Description of the task
Exactly as written, repeat all of the records below.

Records contained in a dataset:
[Start of Attachment]
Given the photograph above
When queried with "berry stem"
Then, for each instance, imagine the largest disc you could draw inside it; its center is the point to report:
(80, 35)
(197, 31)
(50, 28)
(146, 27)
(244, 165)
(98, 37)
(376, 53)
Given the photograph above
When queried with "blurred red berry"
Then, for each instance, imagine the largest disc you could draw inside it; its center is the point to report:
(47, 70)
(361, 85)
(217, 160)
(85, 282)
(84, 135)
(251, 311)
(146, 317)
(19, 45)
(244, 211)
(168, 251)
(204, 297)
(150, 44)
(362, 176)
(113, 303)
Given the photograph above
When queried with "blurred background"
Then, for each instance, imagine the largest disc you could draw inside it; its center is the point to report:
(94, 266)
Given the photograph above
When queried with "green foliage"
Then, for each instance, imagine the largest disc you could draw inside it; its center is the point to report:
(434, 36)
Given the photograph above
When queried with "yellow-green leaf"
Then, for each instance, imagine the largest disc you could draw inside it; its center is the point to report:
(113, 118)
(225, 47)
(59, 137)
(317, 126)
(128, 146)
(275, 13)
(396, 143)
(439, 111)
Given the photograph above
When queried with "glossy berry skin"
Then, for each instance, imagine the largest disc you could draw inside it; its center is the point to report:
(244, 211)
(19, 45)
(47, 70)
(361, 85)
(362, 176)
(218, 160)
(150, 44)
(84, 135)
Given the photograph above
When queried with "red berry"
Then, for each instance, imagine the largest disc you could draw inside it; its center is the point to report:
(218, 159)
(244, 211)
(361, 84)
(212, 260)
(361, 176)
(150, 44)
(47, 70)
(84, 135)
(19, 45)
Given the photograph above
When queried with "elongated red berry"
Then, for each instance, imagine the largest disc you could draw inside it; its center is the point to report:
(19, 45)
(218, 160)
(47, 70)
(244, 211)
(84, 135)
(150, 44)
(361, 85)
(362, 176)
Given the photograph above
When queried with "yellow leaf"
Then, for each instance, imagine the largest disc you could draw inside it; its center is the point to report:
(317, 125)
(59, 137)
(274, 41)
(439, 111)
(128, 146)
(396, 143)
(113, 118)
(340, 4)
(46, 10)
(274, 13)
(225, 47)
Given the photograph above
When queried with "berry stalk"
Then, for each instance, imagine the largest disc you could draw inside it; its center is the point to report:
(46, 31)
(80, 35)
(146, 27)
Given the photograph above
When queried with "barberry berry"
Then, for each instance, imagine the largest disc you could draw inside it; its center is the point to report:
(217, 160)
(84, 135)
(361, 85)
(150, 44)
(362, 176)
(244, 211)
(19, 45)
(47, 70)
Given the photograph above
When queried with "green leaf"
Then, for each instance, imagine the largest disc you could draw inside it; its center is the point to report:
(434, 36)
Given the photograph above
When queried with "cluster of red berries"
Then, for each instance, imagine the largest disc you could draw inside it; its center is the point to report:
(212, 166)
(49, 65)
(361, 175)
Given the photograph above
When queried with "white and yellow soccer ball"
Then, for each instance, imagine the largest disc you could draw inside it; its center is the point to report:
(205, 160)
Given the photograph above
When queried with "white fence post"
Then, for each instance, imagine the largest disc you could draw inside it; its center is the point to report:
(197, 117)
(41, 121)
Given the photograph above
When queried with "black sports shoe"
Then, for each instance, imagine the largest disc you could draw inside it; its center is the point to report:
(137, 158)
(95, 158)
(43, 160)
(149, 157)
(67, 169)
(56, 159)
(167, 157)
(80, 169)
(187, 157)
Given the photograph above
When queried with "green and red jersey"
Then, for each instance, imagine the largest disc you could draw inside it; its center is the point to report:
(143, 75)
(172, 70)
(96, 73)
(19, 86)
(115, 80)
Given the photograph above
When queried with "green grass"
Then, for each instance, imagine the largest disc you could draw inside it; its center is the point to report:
[End of Attachment]
Exercise result
Given the photograph above
When queried with "berry stem"
Then, for each instance, imagine the largest disc you could draw inside it; its center is the point to report:
(80, 35)
(197, 31)
(50, 28)
(146, 27)
(244, 165)
(98, 37)
(376, 53)
Given the photograph above
When queried with "blurred red berry"
Then, for each instance, imagine the largest disc you could draw inside it; its center is the point to report:
(47, 70)
(361, 85)
(217, 160)
(85, 282)
(84, 135)
(251, 311)
(146, 317)
(19, 45)
(244, 211)
(168, 251)
(204, 297)
(150, 44)
(362, 176)
(113, 303)
Given the photograph above
When queried with "blurred background"
Then, for each instance, imagine the largest disc you could draw inside it; its center is the point to report:
(94, 266)
Given the photograph above
When queried with "green foliage"
Then, for each instance, imagine the largest disc you could draw inside it; its center is the point to report:
(434, 36)
Given the photograph above
When queried with "yellow-green leaf"
Then, for each instance, imagine the largest disc you could draw inside it; its center is the point to report:
(113, 118)
(225, 47)
(59, 137)
(317, 126)
(128, 146)
(275, 13)
(396, 143)
(439, 111)
Given the photograph above
When queried with "glossy berry skin"
Then, for each instance, imagine the largest disc you could draw inside it; its center is the point to report:
(244, 211)
(19, 45)
(47, 70)
(361, 85)
(362, 176)
(218, 160)
(150, 44)
(84, 135)
Given the photograph above
When queried with "red berry"
Then, for each instance, imagine the largest disc you could draw inside it; its center is the point to report:
(218, 159)
(244, 211)
(361, 84)
(212, 260)
(361, 176)
(150, 44)
(47, 70)
(84, 135)
(19, 45)
Given the photograph above
When queried with "elongated red berry"
Then, for each instance, imagine the largest disc you could draw inside it; its center is the point to report:
(19, 45)
(218, 160)
(47, 70)
(244, 211)
(84, 135)
(150, 44)
(361, 85)
(362, 176)
Given the photograph above
When queried with "yellow leaf"
Then, for each instance, imagine the largest disc you could draw inside it; its center is the point to report:
(317, 125)
(59, 137)
(274, 41)
(439, 111)
(128, 146)
(396, 143)
(113, 118)
(340, 4)
(46, 10)
(274, 13)
(225, 47)
Given the photograph above
When queried with "berry stalk"
Then, for each instance, imagine the largest disc you could draw inside it; its center is the point to report:
(46, 31)
(80, 35)
(146, 27)
Given the photograph above
When queried with "barberry berry"
Then, for each instance, imagine the largest disc you could draw inside it; its center is the point to report:
(217, 160)
(84, 135)
(361, 85)
(150, 44)
(362, 176)
(244, 211)
(19, 45)
(47, 70)
Given the photograph above
When queried with "green leaf"
Then, for each instance, imagine the largest disc you could draw inside it; its center is the point to report:
(434, 36)
Given the photograph above
When queried with "cluster of red berries"
Then, for each instance, imagine the largest disc you could draw inside it; its center is the point to report:
(212, 166)
(49, 65)
(361, 175)
Given the photograph above
When queried with "white and yellow soccer ball"
Then, for each instance, imagine the largest disc you could draw inside it; its center is the point to report:
(205, 160)
Given the photograph above
When queried with "white fence post"
Then, for each instance, imagine the largest disc you could draw inside it; its center is the point to report:
(197, 117)
(41, 121)
Given the photograph above
When queried with "black sports shoe"
Then, for each instance, imagine the largest disc you could draw inside it; its center is the point to report:
(137, 158)
(95, 158)
(43, 160)
(149, 157)
(67, 169)
(56, 159)
(167, 157)
(80, 169)
(187, 157)
Given the photograph above
When queried with "green and red jersey"
Then, for each instance, imagine the largest disc you could draw inside it; its center is the point to report:
(143, 75)
(172, 70)
(96, 73)
(19, 86)
(115, 80)
Given the photograph above
When queried with "green grass"
Then, for each instance, imagine the largest disc you could draw inside it; its center is the point to report:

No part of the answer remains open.